Provided records Start Marker

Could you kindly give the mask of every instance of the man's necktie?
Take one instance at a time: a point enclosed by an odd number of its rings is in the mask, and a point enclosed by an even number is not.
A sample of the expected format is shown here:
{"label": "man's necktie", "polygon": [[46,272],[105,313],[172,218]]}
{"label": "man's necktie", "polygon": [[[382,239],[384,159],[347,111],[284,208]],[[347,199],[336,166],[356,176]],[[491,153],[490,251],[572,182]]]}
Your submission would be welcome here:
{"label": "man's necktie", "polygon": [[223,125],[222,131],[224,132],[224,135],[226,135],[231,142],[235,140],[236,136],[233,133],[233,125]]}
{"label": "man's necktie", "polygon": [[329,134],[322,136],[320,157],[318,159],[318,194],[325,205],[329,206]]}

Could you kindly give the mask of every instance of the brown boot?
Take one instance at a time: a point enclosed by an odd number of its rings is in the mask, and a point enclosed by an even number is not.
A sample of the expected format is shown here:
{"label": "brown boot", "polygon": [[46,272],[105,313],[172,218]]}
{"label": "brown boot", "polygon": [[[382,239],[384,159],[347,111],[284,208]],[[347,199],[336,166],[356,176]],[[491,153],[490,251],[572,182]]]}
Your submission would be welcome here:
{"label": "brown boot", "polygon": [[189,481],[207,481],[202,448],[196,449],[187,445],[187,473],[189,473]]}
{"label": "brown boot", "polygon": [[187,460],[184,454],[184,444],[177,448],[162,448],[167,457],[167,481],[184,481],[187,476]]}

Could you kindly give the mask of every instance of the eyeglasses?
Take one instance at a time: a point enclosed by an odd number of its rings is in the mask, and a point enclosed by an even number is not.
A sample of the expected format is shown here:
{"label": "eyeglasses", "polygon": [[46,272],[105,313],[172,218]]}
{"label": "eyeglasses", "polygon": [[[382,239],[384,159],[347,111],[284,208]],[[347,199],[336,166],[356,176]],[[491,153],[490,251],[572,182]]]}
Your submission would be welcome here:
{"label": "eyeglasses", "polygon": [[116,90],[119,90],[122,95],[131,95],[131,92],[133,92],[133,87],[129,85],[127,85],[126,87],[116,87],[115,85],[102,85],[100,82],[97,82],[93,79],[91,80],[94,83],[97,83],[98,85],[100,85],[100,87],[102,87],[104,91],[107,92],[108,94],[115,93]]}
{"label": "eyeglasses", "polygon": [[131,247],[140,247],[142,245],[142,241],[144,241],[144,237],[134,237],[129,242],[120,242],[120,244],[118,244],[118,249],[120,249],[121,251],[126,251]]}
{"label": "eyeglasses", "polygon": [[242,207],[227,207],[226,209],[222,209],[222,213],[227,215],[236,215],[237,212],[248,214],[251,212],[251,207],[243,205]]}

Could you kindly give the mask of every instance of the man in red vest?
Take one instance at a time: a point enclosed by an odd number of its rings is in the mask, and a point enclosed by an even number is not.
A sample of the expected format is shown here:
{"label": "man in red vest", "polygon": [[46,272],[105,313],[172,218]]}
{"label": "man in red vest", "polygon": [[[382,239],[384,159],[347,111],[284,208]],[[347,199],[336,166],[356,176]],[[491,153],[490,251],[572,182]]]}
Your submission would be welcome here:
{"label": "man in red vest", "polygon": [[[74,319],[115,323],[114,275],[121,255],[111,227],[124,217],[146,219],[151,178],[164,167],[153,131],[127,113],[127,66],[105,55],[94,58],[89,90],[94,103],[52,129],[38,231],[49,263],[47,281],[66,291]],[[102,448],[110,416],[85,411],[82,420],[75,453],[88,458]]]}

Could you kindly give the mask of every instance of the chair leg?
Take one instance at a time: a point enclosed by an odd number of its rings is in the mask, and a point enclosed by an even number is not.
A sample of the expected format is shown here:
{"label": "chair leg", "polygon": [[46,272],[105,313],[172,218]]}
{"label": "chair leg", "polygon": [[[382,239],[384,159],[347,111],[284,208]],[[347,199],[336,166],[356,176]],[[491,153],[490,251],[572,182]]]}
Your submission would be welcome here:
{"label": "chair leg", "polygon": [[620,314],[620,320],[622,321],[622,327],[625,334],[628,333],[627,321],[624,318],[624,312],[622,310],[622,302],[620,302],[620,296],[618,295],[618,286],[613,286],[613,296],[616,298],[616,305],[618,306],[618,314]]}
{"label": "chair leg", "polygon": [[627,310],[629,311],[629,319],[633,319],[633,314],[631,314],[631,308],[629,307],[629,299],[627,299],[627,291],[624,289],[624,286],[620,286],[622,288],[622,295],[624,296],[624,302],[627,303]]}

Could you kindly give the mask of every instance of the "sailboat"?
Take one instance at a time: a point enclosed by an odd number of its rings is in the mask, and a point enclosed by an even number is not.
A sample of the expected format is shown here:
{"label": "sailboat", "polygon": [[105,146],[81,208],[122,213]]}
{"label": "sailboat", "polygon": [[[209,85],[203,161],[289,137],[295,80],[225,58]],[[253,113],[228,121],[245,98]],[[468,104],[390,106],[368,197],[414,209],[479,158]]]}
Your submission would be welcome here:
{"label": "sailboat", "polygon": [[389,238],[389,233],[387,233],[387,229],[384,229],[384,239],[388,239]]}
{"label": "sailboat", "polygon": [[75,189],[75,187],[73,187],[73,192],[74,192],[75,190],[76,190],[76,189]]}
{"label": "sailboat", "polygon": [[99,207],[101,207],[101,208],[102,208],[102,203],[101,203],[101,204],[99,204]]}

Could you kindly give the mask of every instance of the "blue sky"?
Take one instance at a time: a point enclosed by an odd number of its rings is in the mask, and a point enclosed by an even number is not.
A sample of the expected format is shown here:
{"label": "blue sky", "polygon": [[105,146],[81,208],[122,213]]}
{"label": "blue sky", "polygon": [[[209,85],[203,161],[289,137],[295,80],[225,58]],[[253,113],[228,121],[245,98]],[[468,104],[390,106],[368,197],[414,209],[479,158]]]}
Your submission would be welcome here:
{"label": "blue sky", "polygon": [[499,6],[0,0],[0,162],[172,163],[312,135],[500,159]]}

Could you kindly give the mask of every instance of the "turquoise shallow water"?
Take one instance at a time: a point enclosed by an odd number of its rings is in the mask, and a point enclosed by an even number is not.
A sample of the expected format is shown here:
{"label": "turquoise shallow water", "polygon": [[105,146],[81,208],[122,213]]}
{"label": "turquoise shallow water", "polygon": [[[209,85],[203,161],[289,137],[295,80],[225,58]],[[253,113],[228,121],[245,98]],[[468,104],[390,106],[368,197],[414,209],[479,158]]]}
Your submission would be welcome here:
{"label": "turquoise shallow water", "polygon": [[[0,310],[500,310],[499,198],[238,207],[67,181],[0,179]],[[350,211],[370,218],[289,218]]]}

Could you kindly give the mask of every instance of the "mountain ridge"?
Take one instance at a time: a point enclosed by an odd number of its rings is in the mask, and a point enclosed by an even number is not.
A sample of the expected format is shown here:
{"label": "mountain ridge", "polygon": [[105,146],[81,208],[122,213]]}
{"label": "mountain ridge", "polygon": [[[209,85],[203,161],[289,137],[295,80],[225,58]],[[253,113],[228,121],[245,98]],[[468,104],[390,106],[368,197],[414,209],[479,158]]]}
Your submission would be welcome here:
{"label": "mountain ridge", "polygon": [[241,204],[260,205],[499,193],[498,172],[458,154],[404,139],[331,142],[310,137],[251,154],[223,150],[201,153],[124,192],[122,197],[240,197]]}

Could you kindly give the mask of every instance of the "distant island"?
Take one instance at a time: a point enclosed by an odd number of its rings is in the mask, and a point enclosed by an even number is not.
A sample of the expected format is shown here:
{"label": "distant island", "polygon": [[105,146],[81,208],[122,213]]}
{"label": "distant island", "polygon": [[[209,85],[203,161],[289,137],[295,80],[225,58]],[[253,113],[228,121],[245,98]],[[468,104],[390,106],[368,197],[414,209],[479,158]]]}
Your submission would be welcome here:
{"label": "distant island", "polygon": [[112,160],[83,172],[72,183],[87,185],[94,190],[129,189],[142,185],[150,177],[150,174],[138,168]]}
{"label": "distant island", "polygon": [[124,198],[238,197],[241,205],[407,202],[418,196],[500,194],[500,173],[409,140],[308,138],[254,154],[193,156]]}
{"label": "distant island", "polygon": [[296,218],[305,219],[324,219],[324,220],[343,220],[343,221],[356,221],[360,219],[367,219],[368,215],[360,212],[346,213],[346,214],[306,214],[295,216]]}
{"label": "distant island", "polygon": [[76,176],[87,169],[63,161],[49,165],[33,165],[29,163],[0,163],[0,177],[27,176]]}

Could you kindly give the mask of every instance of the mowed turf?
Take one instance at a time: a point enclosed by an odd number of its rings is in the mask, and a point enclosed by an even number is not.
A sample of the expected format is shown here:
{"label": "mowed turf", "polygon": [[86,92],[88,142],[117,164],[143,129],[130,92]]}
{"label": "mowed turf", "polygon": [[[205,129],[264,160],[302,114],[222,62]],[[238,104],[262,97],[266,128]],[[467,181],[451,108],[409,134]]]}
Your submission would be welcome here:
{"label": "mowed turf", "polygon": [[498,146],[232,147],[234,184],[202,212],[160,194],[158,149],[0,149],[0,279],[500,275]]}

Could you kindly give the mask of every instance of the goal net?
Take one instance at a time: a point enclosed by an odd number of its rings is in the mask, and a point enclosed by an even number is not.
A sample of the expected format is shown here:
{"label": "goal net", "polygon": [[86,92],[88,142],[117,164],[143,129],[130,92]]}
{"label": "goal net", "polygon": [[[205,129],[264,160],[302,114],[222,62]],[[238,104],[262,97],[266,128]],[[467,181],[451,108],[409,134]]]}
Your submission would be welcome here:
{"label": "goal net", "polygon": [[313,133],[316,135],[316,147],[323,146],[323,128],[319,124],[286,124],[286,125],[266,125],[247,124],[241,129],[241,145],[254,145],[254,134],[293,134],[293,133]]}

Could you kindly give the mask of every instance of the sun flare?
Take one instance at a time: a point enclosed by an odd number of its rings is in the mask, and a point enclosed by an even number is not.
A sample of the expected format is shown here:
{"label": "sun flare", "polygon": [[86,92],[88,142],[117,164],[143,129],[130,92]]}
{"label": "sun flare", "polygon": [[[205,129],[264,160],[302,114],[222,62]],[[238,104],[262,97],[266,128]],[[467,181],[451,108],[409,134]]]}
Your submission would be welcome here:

Provided records End Marker

As you read the records above, find each line that contains "flare" and copy it.

Completed task:
Could you kindly give the mask of every instance of the sun flare?
{"label": "sun flare", "polygon": [[86,92],[88,142],[117,164],[143,129],[130,92]]}
{"label": "sun flare", "polygon": [[[205,129],[264,160],[302,114],[222,62]],[[238,104],[262,97],[266,128]],[[467,181],[451,108],[409,134]]]}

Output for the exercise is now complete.